** ASSIGNMENT **
Write the next part of the commentary on sexual abuse allegations among academic economists, picking up after its last sentence.

──────── TEXT SHOWN

Outsiders (or economists not on social media) might have missed the storm last week, triggered (as far as I can see) by a female behavioural economist in Germany raising serious accusations of sexual abuse against a more senior male economist. Not knowing any of the three people involved, I will certainly refrain from commenting on this case. However, it became quickly clear that this had hit a raw nerve, with more female academic economists coming out with ‘j’accuse’ against specific male economists. It quickly developed into a storm and has triggered an important debate.

 

First of all, I am disgusted by the idea that senior academic economists abuse their position for sexual favours. Having been approached by young economists of both genders for advice and offering of research assistance to get a head-start in the profession, my stomach turns thinking that other economists might abuse such situations. And no degree of academic excellence should serve as shield for such people. This is not only about creating an inclusive community, it is about basic decency!

────────────────
──────── DATA TO EXAMINE

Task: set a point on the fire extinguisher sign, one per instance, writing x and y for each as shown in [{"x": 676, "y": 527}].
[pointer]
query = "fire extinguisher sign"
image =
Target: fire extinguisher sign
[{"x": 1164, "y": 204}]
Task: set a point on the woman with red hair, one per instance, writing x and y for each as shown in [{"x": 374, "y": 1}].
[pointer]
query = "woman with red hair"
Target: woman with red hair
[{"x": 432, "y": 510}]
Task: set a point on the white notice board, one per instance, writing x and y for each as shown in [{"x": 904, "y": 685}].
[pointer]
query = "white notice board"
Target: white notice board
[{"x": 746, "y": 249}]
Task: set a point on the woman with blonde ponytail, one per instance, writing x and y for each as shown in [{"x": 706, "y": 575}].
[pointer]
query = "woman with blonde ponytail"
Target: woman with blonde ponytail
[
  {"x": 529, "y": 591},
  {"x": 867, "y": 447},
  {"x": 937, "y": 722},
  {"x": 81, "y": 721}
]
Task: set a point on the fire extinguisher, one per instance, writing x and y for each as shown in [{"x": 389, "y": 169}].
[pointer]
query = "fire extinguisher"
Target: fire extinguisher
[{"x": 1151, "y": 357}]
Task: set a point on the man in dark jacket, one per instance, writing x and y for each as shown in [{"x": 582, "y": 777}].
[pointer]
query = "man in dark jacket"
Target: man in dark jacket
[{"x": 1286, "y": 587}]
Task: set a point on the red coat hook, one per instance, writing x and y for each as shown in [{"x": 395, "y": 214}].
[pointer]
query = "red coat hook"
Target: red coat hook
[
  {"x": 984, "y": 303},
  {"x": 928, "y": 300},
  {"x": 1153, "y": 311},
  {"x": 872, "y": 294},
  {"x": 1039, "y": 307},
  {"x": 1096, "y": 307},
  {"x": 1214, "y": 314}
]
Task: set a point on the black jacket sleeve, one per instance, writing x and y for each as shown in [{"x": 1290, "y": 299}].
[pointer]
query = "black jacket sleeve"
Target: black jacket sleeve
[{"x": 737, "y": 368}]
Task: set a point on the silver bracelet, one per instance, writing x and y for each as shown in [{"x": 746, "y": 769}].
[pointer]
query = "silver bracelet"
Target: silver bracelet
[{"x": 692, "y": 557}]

────────────────

** THE ANSWER **
 

I have mixed feelings on the social media campaign accusing specific individuals of misbehaviour: bad or even criminal behaviour should be addressed through either administrative or legal channels!  BUT: I understand the frustration of many victims who have seen perpetrators walk away free.  There are clearly senior members of our profession who have abused their position and have gotten away for far too long. Calling them out publicly as last resort, everything else having failed, can be justified. And this is also on the background that there is clearly a limitation of what any system to judge and penalise sexual harassment can achieve: too often, there are “he says, she says” situations, reference to different cultures, misunderstandings etc. Yes, there are clear-cut cases, but there are also many cases that non-observing outsiders might perceive as borderline (even though they are not!).  As pointed out here, the problem of publicly accusing people is that it might make male economists more reluctant to work with female economists. And unfortunately, there is the risk that innocent bystanders are pulled into this, simply by being co-authors or friends of perpetrators (which also happened this weekend). So, having missed the chance to address the problems in due time has resulted in a very bad situation!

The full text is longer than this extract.